--- Start of Dataset content ---

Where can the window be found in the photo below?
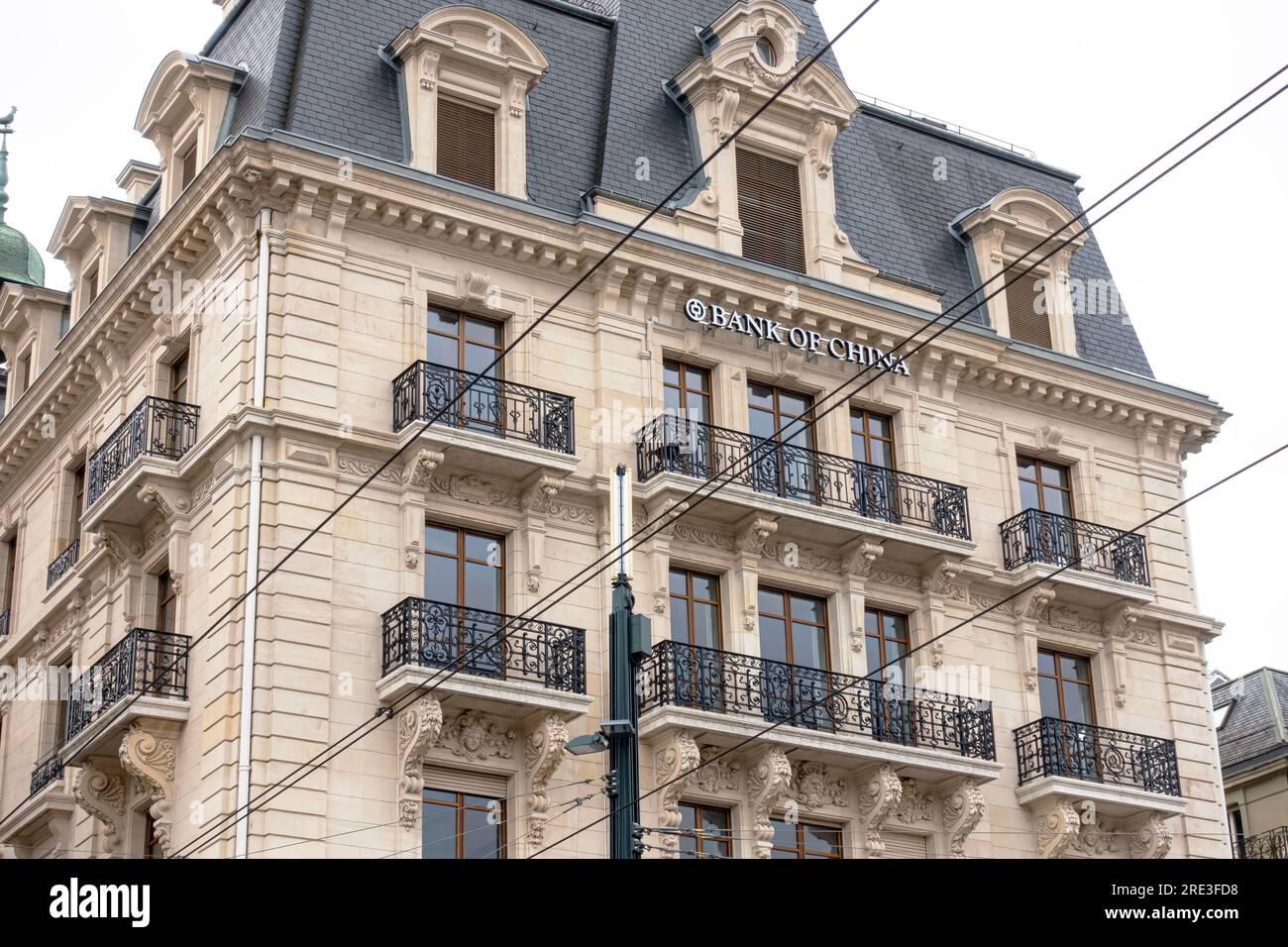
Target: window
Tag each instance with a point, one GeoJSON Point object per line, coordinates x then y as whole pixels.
{"type": "Point", "coordinates": [77, 501]}
{"type": "Point", "coordinates": [687, 390]}
{"type": "Point", "coordinates": [784, 472]}
{"type": "Point", "coordinates": [805, 840]}
{"type": "Point", "coordinates": [166, 603]}
{"type": "Point", "coordinates": [887, 641]}
{"type": "Point", "coordinates": [188, 166]}
{"type": "Point", "coordinates": [460, 825]}
{"type": "Point", "coordinates": [872, 437]}
{"type": "Point", "coordinates": [706, 831]}
{"type": "Point", "coordinates": [1064, 686]}
{"type": "Point", "coordinates": [1026, 311]}
{"type": "Point", "coordinates": [794, 647]}
{"type": "Point", "coordinates": [467, 144]}
{"type": "Point", "coordinates": [1044, 486]}
{"type": "Point", "coordinates": [769, 209]}
{"type": "Point", "coordinates": [464, 570]}
{"type": "Point", "coordinates": [179, 379]}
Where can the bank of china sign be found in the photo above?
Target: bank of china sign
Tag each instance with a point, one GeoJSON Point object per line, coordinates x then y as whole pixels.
{"type": "Point", "coordinates": [794, 337]}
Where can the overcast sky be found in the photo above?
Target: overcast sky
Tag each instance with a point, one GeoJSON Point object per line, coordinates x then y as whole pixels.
{"type": "Point", "coordinates": [1098, 86]}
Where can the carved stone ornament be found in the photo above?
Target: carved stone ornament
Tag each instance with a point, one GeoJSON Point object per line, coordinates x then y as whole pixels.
{"type": "Point", "coordinates": [1153, 839]}
{"type": "Point", "coordinates": [419, 729]}
{"type": "Point", "coordinates": [679, 755]}
{"type": "Point", "coordinates": [879, 796]}
{"type": "Point", "coordinates": [814, 789]}
{"type": "Point", "coordinates": [1057, 827]}
{"type": "Point", "coordinates": [102, 795]}
{"type": "Point", "coordinates": [420, 470]}
{"type": "Point", "coordinates": [542, 753]}
{"type": "Point", "coordinates": [964, 808]}
{"type": "Point", "coordinates": [150, 757]}
{"type": "Point", "coordinates": [475, 737]}
{"type": "Point", "coordinates": [769, 787]}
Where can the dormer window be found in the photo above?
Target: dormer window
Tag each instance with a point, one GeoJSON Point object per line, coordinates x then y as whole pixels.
{"type": "Point", "coordinates": [467, 75]}
{"type": "Point", "coordinates": [1035, 307]}
{"type": "Point", "coordinates": [467, 144]}
{"type": "Point", "coordinates": [769, 208]}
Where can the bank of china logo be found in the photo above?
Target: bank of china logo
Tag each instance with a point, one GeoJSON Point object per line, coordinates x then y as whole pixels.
{"type": "Point", "coordinates": [75, 900]}
{"type": "Point", "coordinates": [765, 329]}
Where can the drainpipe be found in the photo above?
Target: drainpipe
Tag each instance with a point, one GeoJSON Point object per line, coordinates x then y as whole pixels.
{"type": "Point", "coordinates": [250, 607]}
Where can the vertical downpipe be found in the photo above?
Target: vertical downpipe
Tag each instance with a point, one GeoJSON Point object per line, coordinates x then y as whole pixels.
{"type": "Point", "coordinates": [252, 603]}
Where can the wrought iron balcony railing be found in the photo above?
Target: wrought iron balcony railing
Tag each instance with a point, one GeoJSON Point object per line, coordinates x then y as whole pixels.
{"type": "Point", "coordinates": [489, 406]}
{"type": "Point", "coordinates": [1039, 536]}
{"type": "Point", "coordinates": [1271, 844]}
{"type": "Point", "coordinates": [488, 644]}
{"type": "Point", "coordinates": [1080, 751]}
{"type": "Point", "coordinates": [670, 444]}
{"type": "Point", "coordinates": [156, 428]}
{"type": "Point", "coordinates": [63, 565]}
{"type": "Point", "coordinates": [48, 771]}
{"type": "Point", "coordinates": [143, 663]}
{"type": "Point", "coordinates": [687, 676]}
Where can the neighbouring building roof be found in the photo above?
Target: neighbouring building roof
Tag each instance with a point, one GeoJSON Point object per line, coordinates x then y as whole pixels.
{"type": "Point", "coordinates": [316, 69]}
{"type": "Point", "coordinates": [1254, 729]}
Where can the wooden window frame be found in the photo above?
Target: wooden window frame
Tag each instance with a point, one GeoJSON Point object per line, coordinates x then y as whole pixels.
{"type": "Point", "coordinates": [462, 808]}
{"type": "Point", "coordinates": [690, 598]}
{"type": "Point", "coordinates": [802, 851]}
{"type": "Point", "coordinates": [1038, 467]}
{"type": "Point", "coordinates": [446, 105]}
{"type": "Point", "coordinates": [767, 221]}
{"type": "Point", "coordinates": [864, 434]}
{"type": "Point", "coordinates": [1060, 681]}
{"type": "Point", "coordinates": [789, 622]}
{"type": "Point", "coordinates": [700, 840]}
{"type": "Point", "coordinates": [462, 560]}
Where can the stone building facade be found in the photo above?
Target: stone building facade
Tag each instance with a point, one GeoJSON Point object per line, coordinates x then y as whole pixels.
{"type": "Point", "coordinates": [349, 215]}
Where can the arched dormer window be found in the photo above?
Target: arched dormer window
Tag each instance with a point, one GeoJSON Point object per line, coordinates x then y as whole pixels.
{"type": "Point", "coordinates": [1035, 308]}
{"type": "Point", "coordinates": [772, 196]}
{"type": "Point", "coordinates": [467, 75]}
{"type": "Point", "coordinates": [181, 112]}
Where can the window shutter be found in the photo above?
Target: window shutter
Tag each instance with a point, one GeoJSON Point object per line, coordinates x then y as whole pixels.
{"type": "Point", "coordinates": [467, 144]}
{"type": "Point", "coordinates": [769, 208]}
{"type": "Point", "coordinates": [905, 845]}
{"type": "Point", "coordinates": [1026, 308]}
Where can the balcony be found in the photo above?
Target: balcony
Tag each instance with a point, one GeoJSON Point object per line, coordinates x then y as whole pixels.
{"type": "Point", "coordinates": [47, 772]}
{"type": "Point", "coordinates": [537, 425]}
{"type": "Point", "coordinates": [1035, 536]}
{"type": "Point", "coordinates": [64, 564]}
{"type": "Point", "coordinates": [880, 500]}
{"type": "Point", "coordinates": [146, 445]}
{"type": "Point", "coordinates": [505, 665]}
{"type": "Point", "coordinates": [1273, 844]}
{"type": "Point", "coordinates": [730, 696]}
{"type": "Point", "coordinates": [145, 674]}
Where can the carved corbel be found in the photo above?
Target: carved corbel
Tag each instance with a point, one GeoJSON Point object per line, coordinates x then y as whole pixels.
{"type": "Point", "coordinates": [679, 755]}
{"type": "Point", "coordinates": [544, 751]}
{"type": "Point", "coordinates": [879, 797]}
{"type": "Point", "coordinates": [769, 787]}
{"type": "Point", "coordinates": [419, 729]}
{"type": "Point", "coordinates": [149, 753]}
{"type": "Point", "coordinates": [1153, 838]}
{"type": "Point", "coordinates": [964, 808]}
{"type": "Point", "coordinates": [102, 795]}
{"type": "Point", "coordinates": [1057, 828]}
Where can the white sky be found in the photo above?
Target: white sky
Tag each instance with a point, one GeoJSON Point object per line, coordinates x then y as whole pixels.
{"type": "Point", "coordinates": [1099, 86]}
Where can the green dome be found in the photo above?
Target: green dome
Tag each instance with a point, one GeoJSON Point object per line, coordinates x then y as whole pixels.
{"type": "Point", "coordinates": [20, 261]}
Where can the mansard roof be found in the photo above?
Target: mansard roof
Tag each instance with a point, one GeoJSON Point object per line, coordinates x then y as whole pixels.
{"type": "Point", "coordinates": [321, 71]}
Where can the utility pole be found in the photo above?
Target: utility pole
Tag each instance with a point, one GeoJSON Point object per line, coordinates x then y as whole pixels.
{"type": "Point", "coordinates": [629, 644]}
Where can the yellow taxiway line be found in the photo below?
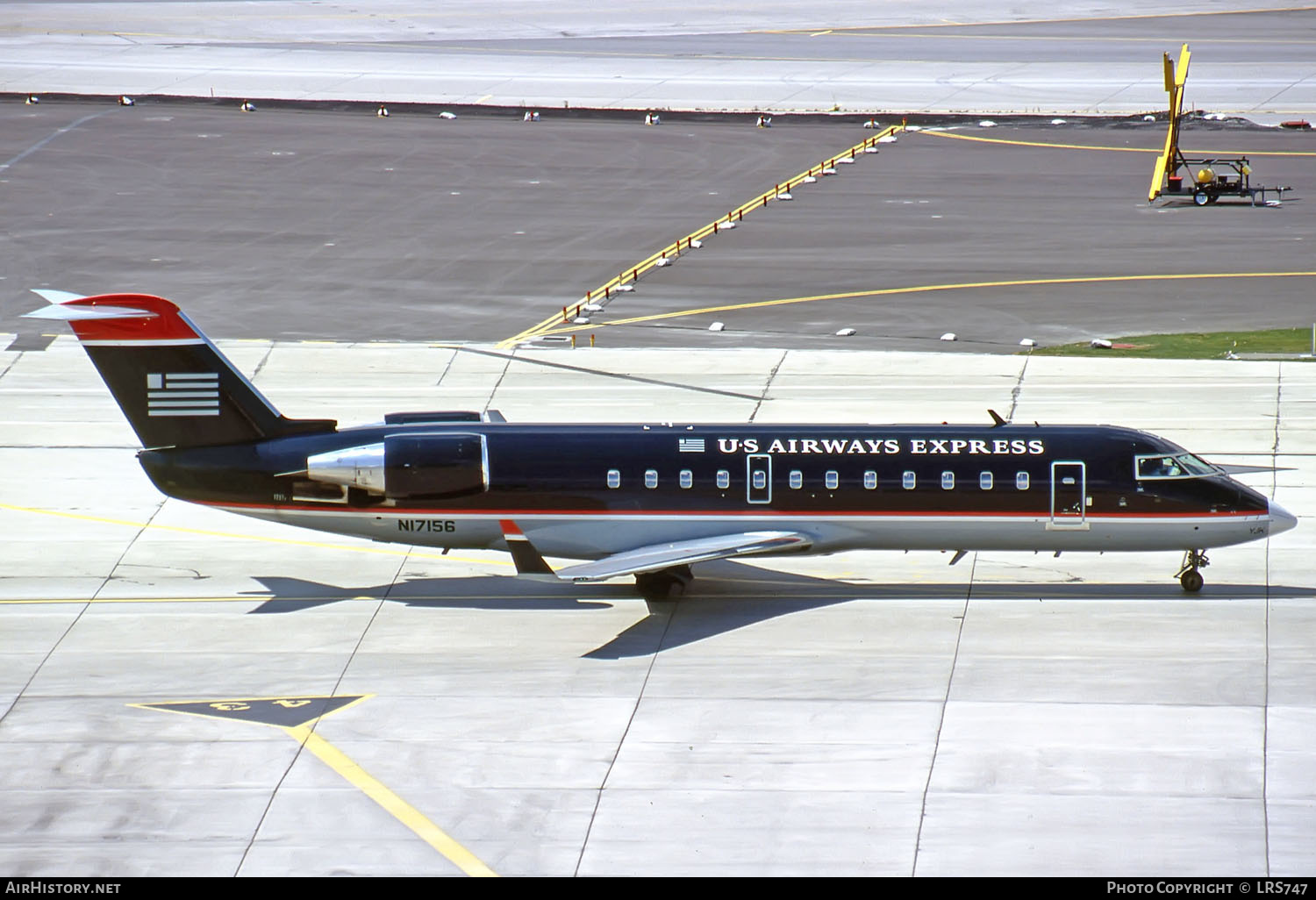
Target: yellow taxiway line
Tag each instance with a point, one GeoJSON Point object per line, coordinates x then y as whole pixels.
{"type": "Point", "coordinates": [390, 802]}
{"type": "Point", "coordinates": [928, 289]}
{"type": "Point", "coordinates": [632, 274]}
{"type": "Point", "coordinates": [1089, 146]}
{"type": "Point", "coordinates": [340, 762]}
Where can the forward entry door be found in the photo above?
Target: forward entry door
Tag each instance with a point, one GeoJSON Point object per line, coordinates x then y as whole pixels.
{"type": "Point", "coordinates": [1069, 494]}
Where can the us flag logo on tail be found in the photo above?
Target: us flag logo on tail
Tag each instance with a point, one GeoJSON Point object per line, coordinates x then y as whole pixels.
{"type": "Point", "coordinates": [183, 394]}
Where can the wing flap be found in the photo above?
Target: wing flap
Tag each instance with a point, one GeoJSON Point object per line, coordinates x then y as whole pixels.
{"type": "Point", "coordinates": [686, 553]}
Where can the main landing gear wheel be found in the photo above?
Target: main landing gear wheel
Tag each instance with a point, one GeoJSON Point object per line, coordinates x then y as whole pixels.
{"type": "Point", "coordinates": [665, 584]}
{"type": "Point", "coordinates": [1189, 575]}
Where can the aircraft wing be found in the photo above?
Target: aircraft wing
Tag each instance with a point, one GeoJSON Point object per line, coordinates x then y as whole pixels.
{"type": "Point", "coordinates": [655, 555]}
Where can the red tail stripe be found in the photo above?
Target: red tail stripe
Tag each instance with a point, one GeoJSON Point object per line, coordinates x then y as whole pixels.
{"type": "Point", "coordinates": [165, 325]}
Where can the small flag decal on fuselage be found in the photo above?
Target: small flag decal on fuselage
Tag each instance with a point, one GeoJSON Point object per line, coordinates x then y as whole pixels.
{"type": "Point", "coordinates": [182, 394]}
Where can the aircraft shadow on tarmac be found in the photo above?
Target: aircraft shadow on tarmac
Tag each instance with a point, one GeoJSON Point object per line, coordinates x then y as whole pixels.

--- End of Dataset content ---

Switch "tarmac" to "runway" in the stretch from the line containing "Where can the aircraft shadow" through the end of the data, and write out only that stretch with nothing else changed.

Where can the aircraft shadow on runway be found in the photo above?
Target: aircraft shadow on runway
Tag each instance with a point, one GeoJSON Point object per line, coordinates x then y as whole pixels.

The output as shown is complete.